** Raw data follows **

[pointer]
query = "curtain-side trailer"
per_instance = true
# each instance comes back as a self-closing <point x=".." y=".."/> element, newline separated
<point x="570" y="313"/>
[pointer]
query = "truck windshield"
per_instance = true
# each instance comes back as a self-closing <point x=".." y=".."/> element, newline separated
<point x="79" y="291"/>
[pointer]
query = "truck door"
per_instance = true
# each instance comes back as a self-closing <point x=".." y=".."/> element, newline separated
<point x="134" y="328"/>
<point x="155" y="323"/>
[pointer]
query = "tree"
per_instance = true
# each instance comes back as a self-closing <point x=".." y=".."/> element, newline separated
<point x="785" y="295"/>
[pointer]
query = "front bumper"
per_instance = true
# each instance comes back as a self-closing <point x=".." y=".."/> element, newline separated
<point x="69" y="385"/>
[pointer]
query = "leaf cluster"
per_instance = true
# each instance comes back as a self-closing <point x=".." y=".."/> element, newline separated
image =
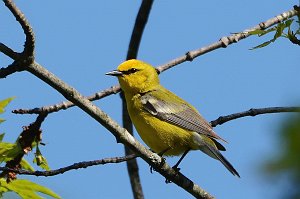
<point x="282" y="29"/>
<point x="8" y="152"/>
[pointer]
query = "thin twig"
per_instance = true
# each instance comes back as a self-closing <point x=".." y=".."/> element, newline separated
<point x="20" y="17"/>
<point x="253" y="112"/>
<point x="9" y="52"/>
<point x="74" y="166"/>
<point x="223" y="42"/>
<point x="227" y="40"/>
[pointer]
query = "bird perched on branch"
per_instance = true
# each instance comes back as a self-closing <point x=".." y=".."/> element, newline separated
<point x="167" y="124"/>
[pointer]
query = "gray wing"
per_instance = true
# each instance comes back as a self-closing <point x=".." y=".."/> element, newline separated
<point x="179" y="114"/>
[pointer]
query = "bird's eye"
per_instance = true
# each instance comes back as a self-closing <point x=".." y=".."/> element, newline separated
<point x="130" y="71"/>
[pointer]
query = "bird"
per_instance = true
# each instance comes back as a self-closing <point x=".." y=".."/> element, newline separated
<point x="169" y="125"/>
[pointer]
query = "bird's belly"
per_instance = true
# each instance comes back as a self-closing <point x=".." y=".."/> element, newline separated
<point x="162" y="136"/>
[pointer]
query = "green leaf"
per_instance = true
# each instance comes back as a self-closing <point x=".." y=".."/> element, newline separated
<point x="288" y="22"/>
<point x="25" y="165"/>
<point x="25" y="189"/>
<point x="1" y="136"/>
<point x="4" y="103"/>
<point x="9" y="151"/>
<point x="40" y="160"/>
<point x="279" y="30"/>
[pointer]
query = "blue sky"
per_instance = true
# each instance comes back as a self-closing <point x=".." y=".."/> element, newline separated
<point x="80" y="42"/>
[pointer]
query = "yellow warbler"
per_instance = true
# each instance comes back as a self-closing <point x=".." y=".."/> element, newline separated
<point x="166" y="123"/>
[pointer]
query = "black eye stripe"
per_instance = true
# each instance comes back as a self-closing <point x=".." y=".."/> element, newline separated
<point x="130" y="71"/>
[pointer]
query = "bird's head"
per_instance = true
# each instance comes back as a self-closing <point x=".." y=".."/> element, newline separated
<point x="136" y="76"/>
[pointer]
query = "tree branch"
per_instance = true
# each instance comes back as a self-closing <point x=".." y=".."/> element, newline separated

** End of Raw data **

**Task to complete:** Pick every line of the data that includes the string "bird".

**Solution to the exercise:**
query = "bird perched on branch"
query = "bird's eye"
query = "bird"
query = "bird's belly"
query = "bird's head"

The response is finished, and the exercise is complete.